** Begin MATERIAL TO PROCESS **

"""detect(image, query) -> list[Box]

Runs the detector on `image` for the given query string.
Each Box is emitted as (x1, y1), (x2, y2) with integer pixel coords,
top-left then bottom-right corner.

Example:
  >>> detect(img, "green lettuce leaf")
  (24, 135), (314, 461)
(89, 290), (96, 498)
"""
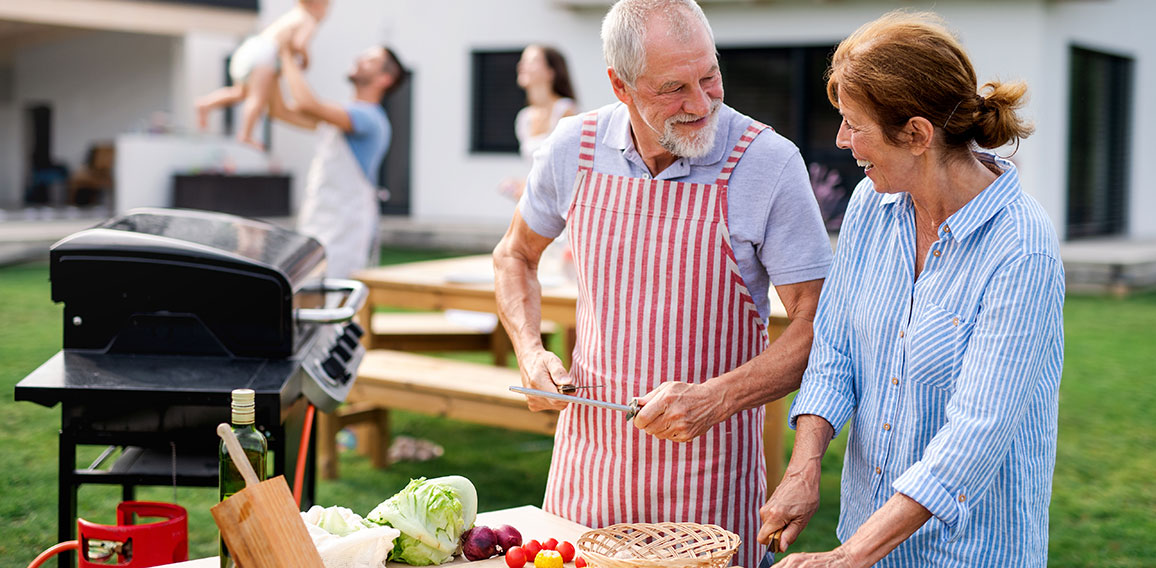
(365, 475), (477, 566)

** End MATERIAL TO PROCESS **

TASK BRIEF ▸ Copy the records above word for word, leaving out the pictures.

RESULT OF THE EXERCISE ▸
"""detect(image, query) -> list[Box]

Runs the detector on `image` for the given query string.
Each Box is emitted as (x1, y1), (x2, y2) with integer pixel coords,
top-left then bottom-right corner.

Example:
  >>> detect(img, "green lettuce leaf")
  (24, 135), (314, 461)
(89, 290), (96, 498)
"""
(365, 475), (477, 566)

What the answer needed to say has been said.